Domande sul materiale:
1: Indica se ciascuna affermazione concorda con il brano sulla sanità privata, rispondendo sì o no e citando testualmente le parole decisive: (a) i diritti d'autore di "Senza Respiro" andranno all'Ospedale Sacco; (b) alcuni laboratori privati facevano pagare 332 euro un test sierologico; (c) il gruppo S. Donato ha nominato Angelo Capelli nei suoi Cda.
2: Prosegui il brano sulla sanità privata a partire dalla sua ultima frase.

Brano riportato:
════

Eventi e situazioni, queste, che sono dirette conseguenze di scelte umane e che confluiranno in “Senza Respiro”, un’inchiesta indipendente sull’emergenza Coronavirus i cui diritti d’autore andranno all’Ospedale Sacco, una struttura pubblica che ha svolto un ruolo importante durante l’emergenza.

L’altra faccia della medaglia

Laboratori privati che fanno pagare 332 euro un tampone, altri che in 72 ore triplicano il prezzo dei test sierologici; cliniche private che non partecipano all’impegno collettivo contro il virus, ma che ricevono a braccia aperte e a portafogli spalancati i cittadini che si rivolgono a loro per fare le visite e gli esami no Covid che il Servizio Sanitario Regionale (Ssr) ha cancellato (sono alcuni milioni gli appuntamenti da recuperare); ospedali privati convenzionati e Rsa che in poche ore – normalmente sono necessarie parecchie settimane – hanno visto aumentare i posti letto accreditati con il servizio pubblico ad ottime condizioni economiche; aziende rimaste aperte, che nel bergamasco facevano profitti mentre il virus si diffondeva indisturbato…

Eventi e situazioni, anche queste, dirette conseguenze di scelte o di mancate scelte umane. Mentre il proscenio ospita queste scene, altre si susseguono sullo sfondo: il gruppo S. Donato, uno dei leader nella sanità privata, nomina nei suoi Cda Roberto Maroni, ex presidente della regione e l’ex consigliere regionale Angelo Capelli, uno dei relatori della legge 23, la controriforma sanitaria regionale; nel frattempo ex dirigenti di quello stesso gruppo e manager di cinque case farmaceutiche vengono accusati di aver truffato per 10 milioni di euro il Servizio sanitario regionale.

════

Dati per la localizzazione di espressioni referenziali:

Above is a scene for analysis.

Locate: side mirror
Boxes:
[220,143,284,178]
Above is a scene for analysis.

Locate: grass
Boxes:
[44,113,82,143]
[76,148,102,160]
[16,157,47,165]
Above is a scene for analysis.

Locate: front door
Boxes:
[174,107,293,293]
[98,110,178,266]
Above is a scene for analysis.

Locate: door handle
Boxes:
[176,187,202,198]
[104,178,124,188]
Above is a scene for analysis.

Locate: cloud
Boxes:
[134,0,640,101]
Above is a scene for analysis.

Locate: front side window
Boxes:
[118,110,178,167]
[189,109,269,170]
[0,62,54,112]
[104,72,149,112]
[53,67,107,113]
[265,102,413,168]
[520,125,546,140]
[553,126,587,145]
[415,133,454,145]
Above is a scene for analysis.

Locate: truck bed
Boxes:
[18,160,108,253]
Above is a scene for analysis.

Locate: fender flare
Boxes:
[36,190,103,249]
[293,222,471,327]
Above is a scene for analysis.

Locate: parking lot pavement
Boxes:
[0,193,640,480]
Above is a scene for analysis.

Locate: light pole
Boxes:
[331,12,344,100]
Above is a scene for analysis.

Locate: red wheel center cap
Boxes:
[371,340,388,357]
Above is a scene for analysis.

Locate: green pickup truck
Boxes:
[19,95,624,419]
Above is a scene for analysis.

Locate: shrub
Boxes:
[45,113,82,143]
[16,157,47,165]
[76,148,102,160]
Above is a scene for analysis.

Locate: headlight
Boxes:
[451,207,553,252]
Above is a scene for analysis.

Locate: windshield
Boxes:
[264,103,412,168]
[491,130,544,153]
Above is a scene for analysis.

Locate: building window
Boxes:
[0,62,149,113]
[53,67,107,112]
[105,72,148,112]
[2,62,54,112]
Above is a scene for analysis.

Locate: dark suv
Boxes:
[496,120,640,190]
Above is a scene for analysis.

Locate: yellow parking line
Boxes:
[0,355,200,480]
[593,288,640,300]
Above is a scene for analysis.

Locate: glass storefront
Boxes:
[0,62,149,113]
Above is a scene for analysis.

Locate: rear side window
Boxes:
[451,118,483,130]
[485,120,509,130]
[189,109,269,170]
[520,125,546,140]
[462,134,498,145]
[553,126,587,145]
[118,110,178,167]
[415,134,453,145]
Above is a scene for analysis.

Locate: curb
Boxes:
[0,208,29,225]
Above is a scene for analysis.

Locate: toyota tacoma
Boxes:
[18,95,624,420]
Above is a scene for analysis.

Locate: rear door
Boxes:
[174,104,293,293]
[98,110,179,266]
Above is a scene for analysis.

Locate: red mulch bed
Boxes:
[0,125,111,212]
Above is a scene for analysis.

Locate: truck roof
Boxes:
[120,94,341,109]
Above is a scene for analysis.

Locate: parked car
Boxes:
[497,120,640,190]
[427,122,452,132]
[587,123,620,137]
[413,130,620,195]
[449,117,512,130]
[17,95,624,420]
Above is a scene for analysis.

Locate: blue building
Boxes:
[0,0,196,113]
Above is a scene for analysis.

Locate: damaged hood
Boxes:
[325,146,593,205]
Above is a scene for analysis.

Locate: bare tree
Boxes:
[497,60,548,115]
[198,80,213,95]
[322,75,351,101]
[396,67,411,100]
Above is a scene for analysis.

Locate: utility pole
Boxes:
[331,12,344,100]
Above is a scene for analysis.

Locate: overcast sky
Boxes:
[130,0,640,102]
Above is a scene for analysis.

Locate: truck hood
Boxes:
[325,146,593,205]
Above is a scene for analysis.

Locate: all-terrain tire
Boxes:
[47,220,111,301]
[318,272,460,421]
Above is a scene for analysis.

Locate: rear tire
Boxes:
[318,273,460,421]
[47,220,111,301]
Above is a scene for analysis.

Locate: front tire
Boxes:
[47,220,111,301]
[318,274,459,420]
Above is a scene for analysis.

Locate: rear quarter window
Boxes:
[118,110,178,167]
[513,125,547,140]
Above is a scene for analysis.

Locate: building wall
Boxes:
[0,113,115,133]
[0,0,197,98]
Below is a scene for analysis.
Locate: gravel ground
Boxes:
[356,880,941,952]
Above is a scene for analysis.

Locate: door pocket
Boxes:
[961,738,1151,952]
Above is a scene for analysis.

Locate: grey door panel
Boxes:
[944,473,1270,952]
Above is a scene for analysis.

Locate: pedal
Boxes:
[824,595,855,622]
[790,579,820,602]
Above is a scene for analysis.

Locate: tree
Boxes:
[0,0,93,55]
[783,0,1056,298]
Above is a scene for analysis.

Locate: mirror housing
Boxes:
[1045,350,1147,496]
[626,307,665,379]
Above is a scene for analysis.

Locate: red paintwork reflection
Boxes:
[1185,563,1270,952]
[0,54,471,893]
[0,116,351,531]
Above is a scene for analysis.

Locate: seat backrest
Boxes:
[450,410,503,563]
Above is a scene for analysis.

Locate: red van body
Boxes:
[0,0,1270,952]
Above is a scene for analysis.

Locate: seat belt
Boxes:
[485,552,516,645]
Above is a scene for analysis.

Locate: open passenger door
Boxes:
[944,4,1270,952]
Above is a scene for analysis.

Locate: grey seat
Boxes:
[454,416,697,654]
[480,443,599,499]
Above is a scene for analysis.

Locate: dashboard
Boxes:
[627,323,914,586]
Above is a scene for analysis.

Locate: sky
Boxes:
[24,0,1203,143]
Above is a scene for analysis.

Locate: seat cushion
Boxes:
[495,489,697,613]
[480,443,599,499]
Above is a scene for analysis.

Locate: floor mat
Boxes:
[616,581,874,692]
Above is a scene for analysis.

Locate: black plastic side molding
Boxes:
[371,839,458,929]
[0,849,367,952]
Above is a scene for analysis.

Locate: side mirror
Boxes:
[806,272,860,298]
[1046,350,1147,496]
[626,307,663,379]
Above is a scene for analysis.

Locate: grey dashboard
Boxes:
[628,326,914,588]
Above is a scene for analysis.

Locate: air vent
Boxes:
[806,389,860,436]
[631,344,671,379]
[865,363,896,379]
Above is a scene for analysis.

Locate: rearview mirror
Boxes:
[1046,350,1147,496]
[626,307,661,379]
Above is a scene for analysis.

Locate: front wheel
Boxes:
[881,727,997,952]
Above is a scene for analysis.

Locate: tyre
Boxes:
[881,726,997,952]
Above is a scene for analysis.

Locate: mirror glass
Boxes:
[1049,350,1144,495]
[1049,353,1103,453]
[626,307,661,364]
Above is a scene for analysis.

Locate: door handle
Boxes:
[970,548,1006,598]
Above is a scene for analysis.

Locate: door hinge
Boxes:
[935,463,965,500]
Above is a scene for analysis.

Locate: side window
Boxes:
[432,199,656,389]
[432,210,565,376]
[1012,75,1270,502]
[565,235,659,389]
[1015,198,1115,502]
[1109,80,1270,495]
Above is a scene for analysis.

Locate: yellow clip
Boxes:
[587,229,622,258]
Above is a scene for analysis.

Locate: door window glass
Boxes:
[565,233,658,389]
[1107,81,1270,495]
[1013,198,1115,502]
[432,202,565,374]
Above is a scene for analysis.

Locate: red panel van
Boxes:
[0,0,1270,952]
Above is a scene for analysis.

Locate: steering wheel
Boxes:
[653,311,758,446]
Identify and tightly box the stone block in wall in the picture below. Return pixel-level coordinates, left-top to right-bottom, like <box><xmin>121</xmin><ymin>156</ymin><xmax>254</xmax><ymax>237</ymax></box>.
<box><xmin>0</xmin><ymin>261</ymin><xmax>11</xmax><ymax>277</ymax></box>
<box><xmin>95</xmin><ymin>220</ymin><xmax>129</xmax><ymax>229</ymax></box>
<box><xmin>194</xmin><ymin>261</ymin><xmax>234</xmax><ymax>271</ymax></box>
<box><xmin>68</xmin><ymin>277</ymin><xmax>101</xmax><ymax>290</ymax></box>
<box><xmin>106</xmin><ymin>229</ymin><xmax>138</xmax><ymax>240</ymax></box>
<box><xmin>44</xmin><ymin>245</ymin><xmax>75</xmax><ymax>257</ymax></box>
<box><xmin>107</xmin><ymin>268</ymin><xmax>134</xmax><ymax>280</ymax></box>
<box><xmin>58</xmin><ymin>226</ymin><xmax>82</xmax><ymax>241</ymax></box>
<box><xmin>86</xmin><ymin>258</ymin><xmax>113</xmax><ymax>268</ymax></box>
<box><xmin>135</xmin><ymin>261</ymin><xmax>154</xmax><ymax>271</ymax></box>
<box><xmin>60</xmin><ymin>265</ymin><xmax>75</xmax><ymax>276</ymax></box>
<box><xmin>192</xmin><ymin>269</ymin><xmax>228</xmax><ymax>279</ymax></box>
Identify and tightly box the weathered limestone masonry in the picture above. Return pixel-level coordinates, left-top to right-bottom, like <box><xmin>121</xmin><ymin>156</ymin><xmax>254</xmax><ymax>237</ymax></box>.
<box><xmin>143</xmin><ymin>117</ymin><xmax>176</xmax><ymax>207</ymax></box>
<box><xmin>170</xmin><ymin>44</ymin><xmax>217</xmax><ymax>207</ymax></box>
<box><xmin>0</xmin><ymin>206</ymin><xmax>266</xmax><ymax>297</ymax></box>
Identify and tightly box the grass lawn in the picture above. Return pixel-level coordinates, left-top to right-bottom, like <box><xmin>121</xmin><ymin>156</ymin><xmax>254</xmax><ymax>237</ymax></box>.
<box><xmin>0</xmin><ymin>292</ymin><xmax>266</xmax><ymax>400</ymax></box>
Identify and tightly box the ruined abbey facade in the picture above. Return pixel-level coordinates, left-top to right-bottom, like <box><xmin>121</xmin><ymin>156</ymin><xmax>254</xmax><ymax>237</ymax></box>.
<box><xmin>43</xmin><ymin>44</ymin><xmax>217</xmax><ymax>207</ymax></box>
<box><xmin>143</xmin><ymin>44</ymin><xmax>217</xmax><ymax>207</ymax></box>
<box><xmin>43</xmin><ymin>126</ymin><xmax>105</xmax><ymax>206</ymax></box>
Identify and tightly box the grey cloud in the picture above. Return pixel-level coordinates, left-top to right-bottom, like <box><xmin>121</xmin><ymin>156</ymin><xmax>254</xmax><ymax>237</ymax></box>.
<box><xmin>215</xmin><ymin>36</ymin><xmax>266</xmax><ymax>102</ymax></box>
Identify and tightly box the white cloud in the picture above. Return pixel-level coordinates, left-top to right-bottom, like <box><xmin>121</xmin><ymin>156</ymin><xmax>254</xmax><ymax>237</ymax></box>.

════

Risposte ai compiti:
1:
(a) Sì: «i cui diritti d’autore andranno all’Ospedale Sacco».
(b) No: «Laboratori privati che fanno pagare 332 euro un tampone».
(c) Sì: «il gruppo S. Donato, uno dei leader nella sanità privata, nomina nei suoi Cda Roberto Maroni, ex presidente della regione e l’ex consigliere regionale Angelo Capelli».

2:
Il presidente regionale Attilio Fontana dichiara: “Rifarei tutto” e nomina una commissione di “saggi”, che dovrebbe riorganizzare il servizio sanitario pubblico, nella quale tre su cinque dei nominati dirigono strutture private lontane dalla realtà della medicina pubblica territoriale, il settore che più andrebbe potenziato ribaltando di 180 gradi le scelte regionali.

I vertici politici e le strutture private si nominano reciprocamente, in una corrispondenza d’amorosi sensi; a farne le spese la salute dei cittadini lombardi.

Un’eccellenza per pochi, una tragedia per tanti

Da decenni la sanità lombarda è presentata come “l’eccellenza”, secondo la narrazione ufficiale costruita dalla destra che da decenni governa la regione. Un’idea di sanità tutta concentrata solamente sulla cura, sui protocolli terapeutici e chirurgici di alta specializzazione, sulla cosiddetta medicina personalizzata, sulle ricerche sul genoma; indifferente alle infinite attese alle quali devono sottostare i propri cittadini per accedere alle cure formalmente loro garantite dallo Stato, disinteressata alla medicina preventiva e ai servizi territoriali considerate strutture di una medicina di serie B.

Una gestione del servizio sanitario pubblico che ha introiettato i medesimi valori e le stesse priorità delle strutture private con l’aggravante di una catena di comando basata sulla fedeltà di partito.

Il Governo faccia la sua parte

Ottantacinquemila cittadini hanno chiesto al governo di commissariare la sanità lombarda, ma nessuno ha risposto. Il commissariamento non sarebbe un’azione contro la Regione Lombardia, ma un atto a favore e a difesa della salute dei cittadini e delle cittadine di questa regione.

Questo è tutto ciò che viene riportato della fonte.